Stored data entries
..........

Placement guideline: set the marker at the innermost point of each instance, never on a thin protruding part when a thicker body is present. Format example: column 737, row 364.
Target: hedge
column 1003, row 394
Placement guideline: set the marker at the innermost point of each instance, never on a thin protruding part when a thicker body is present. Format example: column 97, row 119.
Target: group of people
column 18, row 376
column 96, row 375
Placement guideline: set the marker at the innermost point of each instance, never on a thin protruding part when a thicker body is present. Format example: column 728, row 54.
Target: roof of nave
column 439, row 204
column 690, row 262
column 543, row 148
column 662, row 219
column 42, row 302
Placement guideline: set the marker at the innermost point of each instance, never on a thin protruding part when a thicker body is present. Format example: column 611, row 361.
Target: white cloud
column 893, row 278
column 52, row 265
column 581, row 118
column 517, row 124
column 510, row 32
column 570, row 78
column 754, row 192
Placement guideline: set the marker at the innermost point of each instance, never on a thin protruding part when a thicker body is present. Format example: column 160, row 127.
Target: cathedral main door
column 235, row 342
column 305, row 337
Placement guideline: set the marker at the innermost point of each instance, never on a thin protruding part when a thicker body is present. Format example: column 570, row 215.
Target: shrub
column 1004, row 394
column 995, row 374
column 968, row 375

..........

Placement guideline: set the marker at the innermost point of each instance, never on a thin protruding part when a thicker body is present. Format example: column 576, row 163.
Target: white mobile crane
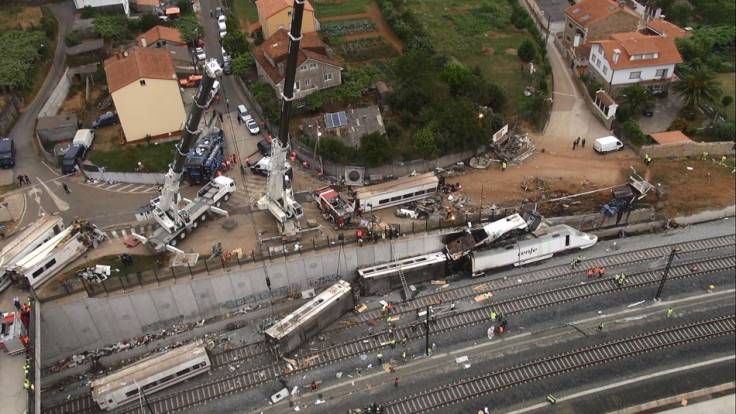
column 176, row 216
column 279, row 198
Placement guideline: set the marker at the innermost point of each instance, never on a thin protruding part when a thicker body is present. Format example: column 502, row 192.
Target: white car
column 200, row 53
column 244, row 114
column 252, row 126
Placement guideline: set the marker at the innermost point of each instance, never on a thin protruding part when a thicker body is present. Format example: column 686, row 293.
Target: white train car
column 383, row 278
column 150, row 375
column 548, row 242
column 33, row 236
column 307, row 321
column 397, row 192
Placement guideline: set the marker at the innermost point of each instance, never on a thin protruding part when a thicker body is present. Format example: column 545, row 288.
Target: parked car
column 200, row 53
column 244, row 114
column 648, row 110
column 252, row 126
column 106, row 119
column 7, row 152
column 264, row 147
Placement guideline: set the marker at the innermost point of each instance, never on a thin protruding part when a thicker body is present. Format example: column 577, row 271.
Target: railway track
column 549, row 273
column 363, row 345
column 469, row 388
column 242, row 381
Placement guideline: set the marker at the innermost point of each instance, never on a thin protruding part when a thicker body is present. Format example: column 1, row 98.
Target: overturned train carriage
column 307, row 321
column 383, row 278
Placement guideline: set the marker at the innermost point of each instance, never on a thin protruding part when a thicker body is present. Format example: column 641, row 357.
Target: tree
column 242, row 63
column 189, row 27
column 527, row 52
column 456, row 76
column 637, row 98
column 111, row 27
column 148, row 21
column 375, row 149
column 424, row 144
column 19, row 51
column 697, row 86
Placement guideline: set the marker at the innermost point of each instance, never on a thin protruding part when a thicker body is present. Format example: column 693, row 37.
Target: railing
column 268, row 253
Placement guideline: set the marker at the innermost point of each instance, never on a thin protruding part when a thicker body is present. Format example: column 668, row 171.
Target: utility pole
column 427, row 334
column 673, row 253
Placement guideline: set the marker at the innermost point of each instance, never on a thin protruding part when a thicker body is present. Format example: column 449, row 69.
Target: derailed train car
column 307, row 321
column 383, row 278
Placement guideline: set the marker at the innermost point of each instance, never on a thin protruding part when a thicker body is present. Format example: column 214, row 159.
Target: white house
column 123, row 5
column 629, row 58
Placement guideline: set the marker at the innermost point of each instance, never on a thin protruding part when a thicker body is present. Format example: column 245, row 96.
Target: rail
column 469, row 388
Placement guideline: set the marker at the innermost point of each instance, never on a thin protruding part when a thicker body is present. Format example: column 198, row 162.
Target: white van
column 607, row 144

..........

→ **Exercise instructions**: The lines above starting at the one that contains "737, row 364." and ending at the one that contains "611, row 361." must be transcribed exactly, and no other lines may appear.

→ **Worked solution**:
Placement guideline: set the marker at the innermost point of each instance, never on a thin protruding part when a thicker body is present. Format example: column 737, row 364.
Target: hedge
column 1003, row 394
Placement guideline: set the marker at the innermost point of each instance, never on a thin protruding part when a thicker body is present. Format example: column 97, row 119.
Target: group of people
column 18, row 376
column 96, row 375
Placement guideline: set the marker at the innermost point of each instance, never on a thin protruding part when a thicker body is present. Format example: column 728, row 54.
Target: roof of nave
column 439, row 204
column 690, row 262
column 543, row 148
column 662, row 219
column 42, row 302
Placement guideline: set the marker at the innermost point of each instance, never on a thin protruding part when a thicker body is present. Format example: column 611, row 361.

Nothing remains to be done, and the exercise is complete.